___ Exercise data ___

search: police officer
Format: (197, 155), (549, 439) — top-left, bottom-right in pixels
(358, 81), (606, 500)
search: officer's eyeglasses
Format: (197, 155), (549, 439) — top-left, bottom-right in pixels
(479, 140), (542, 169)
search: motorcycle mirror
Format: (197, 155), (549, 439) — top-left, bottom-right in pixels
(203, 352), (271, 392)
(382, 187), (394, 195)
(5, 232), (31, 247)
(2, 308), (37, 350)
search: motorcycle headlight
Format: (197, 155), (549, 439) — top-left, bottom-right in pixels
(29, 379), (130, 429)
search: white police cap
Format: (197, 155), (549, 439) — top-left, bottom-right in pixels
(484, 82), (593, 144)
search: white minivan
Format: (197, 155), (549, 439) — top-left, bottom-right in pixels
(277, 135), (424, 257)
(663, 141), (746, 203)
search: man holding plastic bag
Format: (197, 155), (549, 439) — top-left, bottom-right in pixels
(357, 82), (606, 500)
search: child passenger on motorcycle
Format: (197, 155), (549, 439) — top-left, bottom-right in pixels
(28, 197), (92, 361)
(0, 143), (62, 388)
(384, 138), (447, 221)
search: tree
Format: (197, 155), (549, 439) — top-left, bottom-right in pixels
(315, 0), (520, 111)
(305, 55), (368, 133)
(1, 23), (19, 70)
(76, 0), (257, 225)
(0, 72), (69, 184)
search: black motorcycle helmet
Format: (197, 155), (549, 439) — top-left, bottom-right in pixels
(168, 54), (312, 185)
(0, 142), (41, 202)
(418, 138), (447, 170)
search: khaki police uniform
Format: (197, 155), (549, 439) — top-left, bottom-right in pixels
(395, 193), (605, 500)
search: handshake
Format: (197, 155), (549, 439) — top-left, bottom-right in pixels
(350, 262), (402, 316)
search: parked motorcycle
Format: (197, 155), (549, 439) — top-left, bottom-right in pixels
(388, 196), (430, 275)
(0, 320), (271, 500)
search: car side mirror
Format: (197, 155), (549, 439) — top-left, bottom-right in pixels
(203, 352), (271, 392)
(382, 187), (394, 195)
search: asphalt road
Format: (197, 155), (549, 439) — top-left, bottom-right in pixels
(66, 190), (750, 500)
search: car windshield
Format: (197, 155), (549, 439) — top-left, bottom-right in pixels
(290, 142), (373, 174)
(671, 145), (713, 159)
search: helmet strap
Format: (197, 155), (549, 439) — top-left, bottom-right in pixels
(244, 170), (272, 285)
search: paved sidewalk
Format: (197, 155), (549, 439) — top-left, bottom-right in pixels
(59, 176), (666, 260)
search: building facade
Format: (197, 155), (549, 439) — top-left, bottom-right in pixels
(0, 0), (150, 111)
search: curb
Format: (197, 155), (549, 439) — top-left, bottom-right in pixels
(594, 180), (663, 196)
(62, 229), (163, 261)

___

Task prompt:
Among the entries, copy every line containing the word "motorcycle".

Result for this exercise:
search: motorcycle mirror
search: motorcycle headlight
search: child passenger on motorcycle
search: black motorcycle helmet
search: parked motorcycle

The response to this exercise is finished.